- **Short exercise**: Quote every one of the records below word for word, keeping each line unchanged.

- **Data lines**:
====
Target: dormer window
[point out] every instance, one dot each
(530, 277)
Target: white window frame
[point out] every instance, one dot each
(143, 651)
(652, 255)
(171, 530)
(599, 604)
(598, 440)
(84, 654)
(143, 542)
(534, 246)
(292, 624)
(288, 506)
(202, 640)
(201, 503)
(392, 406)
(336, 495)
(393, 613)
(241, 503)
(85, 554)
====
- **Written answer**:
Target: dormer window
[point out] every instance, one dot each
(530, 277)
Target: white window frame
[point out] every instance, one dot each
(143, 651)
(652, 255)
(171, 530)
(599, 604)
(598, 440)
(84, 654)
(143, 542)
(534, 246)
(292, 624)
(288, 506)
(202, 640)
(201, 503)
(392, 406)
(336, 495)
(393, 613)
(241, 503)
(85, 554)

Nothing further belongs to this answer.